• _Short problem 1_:
Could you restate the entries starting with the line with "Objective — one marker per instance of the elephant eyelash" and going on through the end of the entries, switching "eyelash" to "eyebrow" and leaving everything else unchanged?
** start of Text **
# First vids on new Contour helmet cam



## Ole Nasty (Jul 7, 2012)

I really like this Contour ROAM. I gotta adjust the sound a bit as you can barely here it, sounds great in my headphones though. I have it mounted to the side of my hat with the hat mount. I got some pics and 1 other vid with my Gshock camera.















This one is not off my Contour but cool anyways





and some pics from the rest of the day.
For you 'Canes fans, I'm not one but thought it was cool either way.

























































Overall, I'm pretty impressed with the Contour, I just gotta adjust the sound a little. Also I guess I gotta learn not to whip head around to fast when I look at stuff.


----------



## kirkland (Oct 24, 2012)

nice, looks good to me


----------



## NMKawierider (Apr 11, 2009)

Nice vids. Yeah I still love my old Contour...gave me many hundreds of hours of videos....and still going strong.


----------



## brutemike (Mar 23, 2010)

nice vids


----------



## Big D (Jun 23, 2009)

I like the fact that the videos don't have that fishbowl look. 
Looks like you had a great time.
Loved the comment "well, I'm wet now" - ya think?


----------



## Ole Nasty (Jul 7, 2012)

I was trying so hard not to get wet because it was cold out, low 50's. I just had overalls on and my rubber mud boots on. I was standing on the back rack and almost tipped my bike over in the water so I just jumped off to save it.


----------



## Lonewolfe (Jan 25, 2012)

Really good videos man!! I would say the Contour does a nice job. Loved the comment on how getting wet is better in the summer; gotta good chuckle as the 'wet' around here is currently 'frozen'. You were complaining about it being cold in the 50s?? I would LOVE 50s! Our high over New Years Day will be a balmy 15 degrees!!

Again, awesome vids. Keep'em coming!


----------



## Ole Nasty (Jul 7, 2012)

Lonewolfe said:


> Really good videos man!! I would say the Contour does a nice job. Loved the comment on how getting wet is better in the summer; gotta good chuckle as the 'wet' around here is currently 'frozen'. You were complaining about it being cold in the 50s?? I would LOVE 50s! Our high over New Years Day will be a balmy 15 degrees!!
> 
> Again, awesome vids. Keep'em coming!


Lol, its like when yankees complain about it being too hot when its 88deg when we're at 100+ down south, lol. I really like this Contour. I literally ran it all day and it didn't run down the battery. I'm gonna try a mount for the bill of my hat and a few other different mounts. Check out my Youtube channel and subscribe.


----------



## lsu_mike (Aug 24, 2012)

Great vids man!


----------



## Ole Nasty (Jul 7, 2012)

Thanks bud.


----------



## Polaris425 (Dec 16, 2004)

Nice vids


----------
** end of Text **
• _Short problem 2_:
Can you write out the helmet cam thread word for word, starting with "This one is" and going on through "cool either way."?
** start of Record excerpts **
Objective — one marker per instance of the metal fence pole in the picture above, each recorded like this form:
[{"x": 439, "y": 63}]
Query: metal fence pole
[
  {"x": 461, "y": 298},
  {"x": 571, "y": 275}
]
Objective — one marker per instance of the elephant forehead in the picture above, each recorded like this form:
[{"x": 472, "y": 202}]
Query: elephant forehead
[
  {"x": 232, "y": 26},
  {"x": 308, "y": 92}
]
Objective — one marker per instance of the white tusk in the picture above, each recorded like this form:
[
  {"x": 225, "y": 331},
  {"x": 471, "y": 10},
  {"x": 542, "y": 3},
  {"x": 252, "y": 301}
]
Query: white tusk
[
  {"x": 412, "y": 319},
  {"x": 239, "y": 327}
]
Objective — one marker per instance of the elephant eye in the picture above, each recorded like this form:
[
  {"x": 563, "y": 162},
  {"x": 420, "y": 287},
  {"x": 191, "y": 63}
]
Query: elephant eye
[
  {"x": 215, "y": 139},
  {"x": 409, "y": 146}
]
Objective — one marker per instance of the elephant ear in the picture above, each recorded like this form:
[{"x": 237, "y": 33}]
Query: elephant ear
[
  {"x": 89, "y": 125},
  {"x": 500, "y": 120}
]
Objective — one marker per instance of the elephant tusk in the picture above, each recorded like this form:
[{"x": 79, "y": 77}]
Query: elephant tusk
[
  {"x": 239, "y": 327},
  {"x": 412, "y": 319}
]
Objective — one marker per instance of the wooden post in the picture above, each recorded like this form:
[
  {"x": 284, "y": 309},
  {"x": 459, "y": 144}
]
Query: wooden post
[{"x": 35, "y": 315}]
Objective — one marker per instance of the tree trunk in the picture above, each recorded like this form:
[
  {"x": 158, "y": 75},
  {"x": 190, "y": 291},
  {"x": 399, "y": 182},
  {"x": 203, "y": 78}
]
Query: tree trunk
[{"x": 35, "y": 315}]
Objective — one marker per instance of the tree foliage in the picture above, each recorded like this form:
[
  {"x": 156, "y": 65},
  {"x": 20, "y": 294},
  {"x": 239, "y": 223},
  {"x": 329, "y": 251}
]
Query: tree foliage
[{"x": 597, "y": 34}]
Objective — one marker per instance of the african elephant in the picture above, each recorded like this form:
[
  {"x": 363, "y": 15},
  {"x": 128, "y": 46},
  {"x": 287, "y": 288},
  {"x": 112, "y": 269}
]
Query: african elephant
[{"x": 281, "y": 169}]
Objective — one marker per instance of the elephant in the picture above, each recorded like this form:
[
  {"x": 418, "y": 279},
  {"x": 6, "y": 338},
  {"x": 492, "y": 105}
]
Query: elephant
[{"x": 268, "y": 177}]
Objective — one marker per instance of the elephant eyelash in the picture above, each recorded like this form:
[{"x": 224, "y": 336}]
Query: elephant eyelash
** end of Record excerpts **
• _Exercise answer 1_:
Objective — one marker per instance of the elephant eyebrow in the picture above, each recorded like this form:
[{"x": 224, "y": 336}]
Query: elephant eyebrow

• _Exercise answer 2_:
This one is not off my Contour but cool anyways





and some pics from the rest of the day.
For you 'Canes fans, I'm not one but thought it was cool either way.